▶ [Work required]: With the pictures left out, copy the listing below exactly.

▶ [Record extracts]:
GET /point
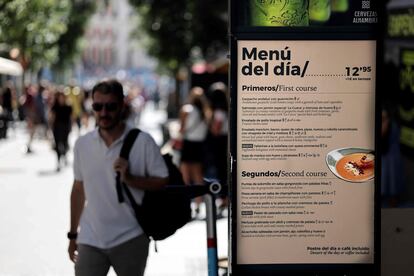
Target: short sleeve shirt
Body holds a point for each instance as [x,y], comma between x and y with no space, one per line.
[105,222]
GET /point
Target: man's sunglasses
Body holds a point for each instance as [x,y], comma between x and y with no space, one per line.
[108,106]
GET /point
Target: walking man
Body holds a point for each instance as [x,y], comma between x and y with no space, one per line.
[104,232]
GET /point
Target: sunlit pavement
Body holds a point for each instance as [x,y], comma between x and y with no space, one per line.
[34,212]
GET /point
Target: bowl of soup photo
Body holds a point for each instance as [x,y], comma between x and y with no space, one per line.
[352,164]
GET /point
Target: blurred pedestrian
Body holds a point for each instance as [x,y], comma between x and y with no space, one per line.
[109,234]
[31,113]
[219,128]
[194,116]
[75,99]
[61,124]
[7,109]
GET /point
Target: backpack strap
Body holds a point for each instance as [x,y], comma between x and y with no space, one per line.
[125,150]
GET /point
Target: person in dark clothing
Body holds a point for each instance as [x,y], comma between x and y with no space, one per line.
[219,128]
[61,124]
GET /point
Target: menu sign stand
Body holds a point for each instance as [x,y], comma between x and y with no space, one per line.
[304,138]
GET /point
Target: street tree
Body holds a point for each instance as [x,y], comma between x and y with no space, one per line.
[176,28]
[33,27]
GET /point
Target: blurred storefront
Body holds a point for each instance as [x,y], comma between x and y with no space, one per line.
[398,98]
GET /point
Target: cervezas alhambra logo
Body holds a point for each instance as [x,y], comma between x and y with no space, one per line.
[366,5]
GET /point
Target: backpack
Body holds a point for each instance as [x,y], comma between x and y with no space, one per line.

▶ [Solution to the exercise]:
GET /point
Target: short sleeve shirt
Body holds a point for each instance as [x,y], comma between x and y with no space, one per line.
[105,222]
GET /point
Target: man's sunglasses
Body holds a point for each instance as [x,y], comma between x and y with no space, one per line.
[108,106]
GET /point
Target: walking man
Body holds a point for each instance as [x,y], comma between x and y with no space, one per line.
[104,232]
GET /point
Target: sunlit pavement
Body holds a point for each instance as [x,y], comma between x and y with no space, one per line.
[34,212]
GET /point
Target: bowl of soup photo
Body holds a point for each instance as [x,y], comma between x and y with no space, one per line.
[352,164]
GET /point
Target: blurred pedestrian
Body holds a point for each instance as [x,y], comma between x and y with no space, one per line.
[109,234]
[31,113]
[219,128]
[194,116]
[75,99]
[61,124]
[7,109]
GET /point
Target: backpack strap
Body holds a point for each instance as [x,y], comma between x and y with no space, one per line.
[125,150]
GET /point
Target: person in dark clothing
Body holds a point for each instance as [x,y], comma between x and y with no space, one per line.
[219,128]
[61,124]
GET /point
Target: menu sign stand
Body holds a point for each instance as [x,y], comma between x and y with no space, one per line.
[304,138]
GET /point
Target: street tree
Body holds a point for each instance as [x,y], comma between x and y with no space, one per line.
[176,28]
[33,27]
GET /point
Target: blurred storefront
Body holds a point for each instance as [x,y], comma between x and y with no space, one per line.
[398,98]
GET /point
Target: cervezas alhambra logo
Body holds a point for each instance as [x,y], comma between x and y with no space, one per line.
[366,5]
GET /point
Target: backpack
Body holds a point for each instance as [x,y], comma between x and y with no space, one per line.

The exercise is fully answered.